• _THE TASK_: Render every line of the rows below as a JSON list of strings, one string per line, with blank lines omitted.

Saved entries
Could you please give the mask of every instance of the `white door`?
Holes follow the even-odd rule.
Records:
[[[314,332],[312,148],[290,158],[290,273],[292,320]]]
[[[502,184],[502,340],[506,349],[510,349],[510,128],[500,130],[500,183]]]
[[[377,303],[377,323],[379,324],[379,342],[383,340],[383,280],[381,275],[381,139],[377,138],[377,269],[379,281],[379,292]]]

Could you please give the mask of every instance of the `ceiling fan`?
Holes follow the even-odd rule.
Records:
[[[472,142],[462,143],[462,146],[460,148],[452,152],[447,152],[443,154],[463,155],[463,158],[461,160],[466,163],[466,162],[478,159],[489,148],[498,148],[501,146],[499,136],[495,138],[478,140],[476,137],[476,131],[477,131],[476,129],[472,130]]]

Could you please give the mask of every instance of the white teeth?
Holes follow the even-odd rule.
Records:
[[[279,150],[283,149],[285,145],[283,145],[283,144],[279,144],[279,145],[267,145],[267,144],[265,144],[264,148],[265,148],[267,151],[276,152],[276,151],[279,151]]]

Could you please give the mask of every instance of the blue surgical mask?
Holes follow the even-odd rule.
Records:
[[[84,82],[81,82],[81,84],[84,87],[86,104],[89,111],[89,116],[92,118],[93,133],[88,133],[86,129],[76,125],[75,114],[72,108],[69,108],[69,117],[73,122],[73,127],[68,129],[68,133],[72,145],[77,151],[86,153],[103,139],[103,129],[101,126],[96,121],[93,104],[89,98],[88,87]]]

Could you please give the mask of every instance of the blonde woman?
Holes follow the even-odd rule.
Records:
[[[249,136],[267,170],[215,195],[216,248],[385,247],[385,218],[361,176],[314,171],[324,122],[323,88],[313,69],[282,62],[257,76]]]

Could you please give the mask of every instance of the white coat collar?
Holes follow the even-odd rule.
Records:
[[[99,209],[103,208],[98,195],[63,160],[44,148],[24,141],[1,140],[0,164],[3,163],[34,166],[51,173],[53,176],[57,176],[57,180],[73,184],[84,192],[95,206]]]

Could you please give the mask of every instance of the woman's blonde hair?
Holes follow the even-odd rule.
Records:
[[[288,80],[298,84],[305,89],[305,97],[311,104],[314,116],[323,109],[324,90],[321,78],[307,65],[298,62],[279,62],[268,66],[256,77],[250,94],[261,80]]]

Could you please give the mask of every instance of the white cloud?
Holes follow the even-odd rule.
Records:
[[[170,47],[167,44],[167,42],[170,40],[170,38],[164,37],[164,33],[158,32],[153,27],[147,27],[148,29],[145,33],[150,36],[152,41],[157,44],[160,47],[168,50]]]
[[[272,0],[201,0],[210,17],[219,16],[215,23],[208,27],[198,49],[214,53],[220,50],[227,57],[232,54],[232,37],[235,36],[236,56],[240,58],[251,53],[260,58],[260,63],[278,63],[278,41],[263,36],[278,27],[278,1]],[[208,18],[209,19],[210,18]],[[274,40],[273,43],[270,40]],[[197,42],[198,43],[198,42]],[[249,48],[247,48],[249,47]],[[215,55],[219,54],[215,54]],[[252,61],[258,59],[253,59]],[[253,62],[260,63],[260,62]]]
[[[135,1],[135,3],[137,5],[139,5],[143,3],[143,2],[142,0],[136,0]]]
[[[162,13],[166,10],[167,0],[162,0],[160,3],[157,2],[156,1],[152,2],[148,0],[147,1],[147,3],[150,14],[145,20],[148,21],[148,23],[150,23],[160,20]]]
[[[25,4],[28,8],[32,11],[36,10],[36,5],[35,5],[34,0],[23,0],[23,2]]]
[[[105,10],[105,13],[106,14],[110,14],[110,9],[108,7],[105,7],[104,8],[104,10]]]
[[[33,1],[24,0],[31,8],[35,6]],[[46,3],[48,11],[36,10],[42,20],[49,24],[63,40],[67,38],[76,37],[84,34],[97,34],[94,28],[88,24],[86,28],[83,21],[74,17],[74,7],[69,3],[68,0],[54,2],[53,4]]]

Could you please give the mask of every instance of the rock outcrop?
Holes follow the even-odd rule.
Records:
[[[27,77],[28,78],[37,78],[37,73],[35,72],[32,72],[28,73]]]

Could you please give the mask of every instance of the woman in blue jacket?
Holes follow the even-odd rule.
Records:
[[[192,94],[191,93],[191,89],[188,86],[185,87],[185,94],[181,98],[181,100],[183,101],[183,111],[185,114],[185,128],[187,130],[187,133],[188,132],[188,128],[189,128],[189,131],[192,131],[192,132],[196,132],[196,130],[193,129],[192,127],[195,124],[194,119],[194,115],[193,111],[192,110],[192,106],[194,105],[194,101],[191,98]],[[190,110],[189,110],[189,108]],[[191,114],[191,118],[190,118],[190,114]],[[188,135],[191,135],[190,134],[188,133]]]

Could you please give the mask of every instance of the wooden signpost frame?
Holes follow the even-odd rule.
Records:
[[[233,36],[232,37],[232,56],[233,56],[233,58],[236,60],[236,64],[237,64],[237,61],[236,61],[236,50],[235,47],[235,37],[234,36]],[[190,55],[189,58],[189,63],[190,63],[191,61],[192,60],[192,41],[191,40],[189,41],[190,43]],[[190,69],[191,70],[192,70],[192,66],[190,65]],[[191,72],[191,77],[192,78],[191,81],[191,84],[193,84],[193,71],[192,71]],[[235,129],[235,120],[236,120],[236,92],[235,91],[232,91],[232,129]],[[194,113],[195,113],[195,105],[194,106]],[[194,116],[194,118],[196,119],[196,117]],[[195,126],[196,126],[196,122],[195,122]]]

• _SOLUTION TO THIS TASK_:
[
  "Could you please give the mask of every instance of the `white door`?",
  "Holes follow the even-odd rule.",
  "Records:",
  "[[[314,332],[312,148],[290,158],[290,273],[292,320]]]",
  "[[[502,184],[502,340],[506,349],[510,349],[510,128],[500,130],[500,183]]]",
  "[[[377,303],[377,323],[379,324],[379,342],[383,340],[383,280],[381,275],[381,139],[377,138],[377,269],[379,281],[379,292]]]",
  "Could you please give the mask of every instance of the `ceiling fan`?",
  "Holes follow the even-odd rule.",
  "Records:",
  "[[[472,142],[462,143],[462,146],[460,148],[452,152],[447,152],[443,154],[463,155],[463,158],[461,160],[466,163],[466,162],[478,159],[489,148],[498,148],[501,146],[499,136],[495,138],[478,140],[476,137],[476,131],[477,131],[476,129],[472,130]]]",
  "Could you please give the mask of every instance of the white teeth?",
  "Holes follow the even-odd rule.",
  "Records:",
  "[[[279,150],[283,149],[285,145],[283,145],[283,144],[279,144],[279,145],[267,145],[267,144],[265,144],[264,148],[265,148],[267,151],[276,152],[276,151],[279,151]]]",
  "Could you please give the mask of every instance of the blue surgical mask?",
  "Holes follow the even-odd rule.",
  "Records:",
  "[[[84,82],[81,82],[81,84],[84,87],[86,104],[89,111],[89,116],[92,118],[93,133],[88,133],[86,129],[76,125],[75,114],[72,108],[69,108],[69,117],[73,122],[73,127],[68,129],[68,133],[72,145],[77,151],[86,153],[103,139],[103,129],[101,126],[96,121],[93,104],[89,98],[88,87]]]",
  "Could you please give the mask of every instance of the blonde woman?",
  "Holes follow the even-odd rule.",
  "Records:",
  "[[[249,136],[267,170],[215,195],[216,248],[385,247],[385,218],[361,176],[314,171],[324,122],[323,88],[313,69],[282,62],[257,76]]]",
  "Could you please give the mask of every instance of the white coat collar?",
  "Holes follow the even-odd rule.",
  "Records:",
  "[[[99,209],[103,208],[98,195],[63,160],[44,148],[24,141],[1,140],[0,164],[3,163],[34,166],[51,173],[53,176],[57,176],[57,180],[73,184],[84,192],[95,206]]]",
  "Could you please give the mask of every instance of the woman's blonde hair?",
  "Holes follow the even-odd rule.",
  "Records:",
  "[[[288,80],[298,84],[305,89],[305,97],[311,104],[314,116],[323,109],[324,90],[321,78],[307,65],[298,62],[279,62],[268,66],[256,77],[250,94],[261,80]]]",
  "Could you please give the mask of every instance of the white cloud?",
  "Holes follow the even-odd rule.",
  "Records:",
  "[[[170,47],[167,44],[167,42],[170,40],[170,38],[164,37],[164,33],[158,32],[153,27],[147,27],[148,29],[145,33],[150,36],[152,41],[157,44],[160,47],[168,50]]]",
  "[[[272,0],[201,0],[210,17],[219,16],[215,23],[208,27],[198,49],[214,53],[220,50],[227,57],[232,54],[232,37],[235,36],[236,56],[240,58],[251,53],[260,58],[260,63],[278,63],[278,41],[263,36],[278,27],[278,1]],[[208,18],[209,19],[210,18]],[[274,40],[273,43],[270,40]],[[197,42],[198,43],[198,42]],[[249,48],[247,48],[249,47]],[[215,55],[219,54],[215,54]],[[252,61],[258,59],[253,59]],[[253,62],[260,63],[260,62]]]",
  "[[[135,1],[135,3],[137,5],[139,5],[143,3],[143,2],[142,0],[136,0]]]",
  "[[[162,13],[166,10],[167,0],[162,0],[160,3],[157,2],[156,1],[152,2],[148,0],[147,1],[147,3],[150,14],[145,20],[148,21],[148,23],[150,23],[160,20]]]",
  "[[[25,4],[28,8],[32,11],[36,10],[36,5],[35,5],[34,0],[23,0],[23,2]]]",
  "[[[105,10],[105,13],[106,14],[110,14],[110,9],[108,7],[105,7],[104,8],[104,10]]]",
  "[[[33,1],[24,0],[31,8],[35,6]],[[46,3],[48,11],[36,10],[42,20],[49,24],[63,40],[67,38],[76,37],[84,34],[97,34],[94,28],[88,24],[86,28],[83,21],[74,17],[74,7],[69,3],[68,0],[54,2],[53,4]]]",
  "Could you please give the mask of every instance of the rock outcrop?",
  "Holes follow the even-odd rule.",
  "Records:",
  "[[[27,77],[28,78],[37,78],[37,73],[35,72],[32,72],[28,73]]]",
  "Could you please give the mask of every instance of the woman in blue jacket?",
  "Holes follow the even-odd rule.",
  "Records:",
  "[[[192,94],[191,93],[191,89],[188,86],[185,87],[185,94],[181,98],[181,100],[183,101],[183,111],[185,114],[185,128],[187,130],[187,133],[188,132],[188,128],[189,128],[189,131],[192,131],[192,132],[196,132],[196,130],[193,129],[192,127],[195,124],[194,119],[194,115],[193,111],[192,110],[192,106],[194,105],[194,101],[191,98]],[[190,110],[189,110],[189,108]],[[191,114],[191,118],[190,118],[190,114]],[[188,135],[191,135],[190,134],[188,133]]]",
  "Could you please give the mask of every instance of the wooden signpost frame?",
  "Holes follow the even-odd rule.",
  "Records:",
  "[[[233,36],[232,37],[232,56],[233,56],[233,58],[236,60],[236,64],[237,64],[237,61],[236,61],[236,50],[235,47],[235,37],[234,36]],[[190,55],[189,58],[189,63],[190,63],[191,61],[192,60],[192,41],[191,40],[189,41],[190,43]],[[190,69],[191,70],[192,70],[192,66],[190,65]],[[191,72],[191,77],[192,78],[191,81],[191,84],[193,84],[193,71],[192,71]],[[235,129],[235,120],[236,120],[236,92],[235,91],[232,91],[232,129]],[[194,113],[195,113],[195,105],[194,106]],[[194,116],[194,118],[196,119],[196,117]],[[195,126],[196,126],[196,122],[195,122]]]"
]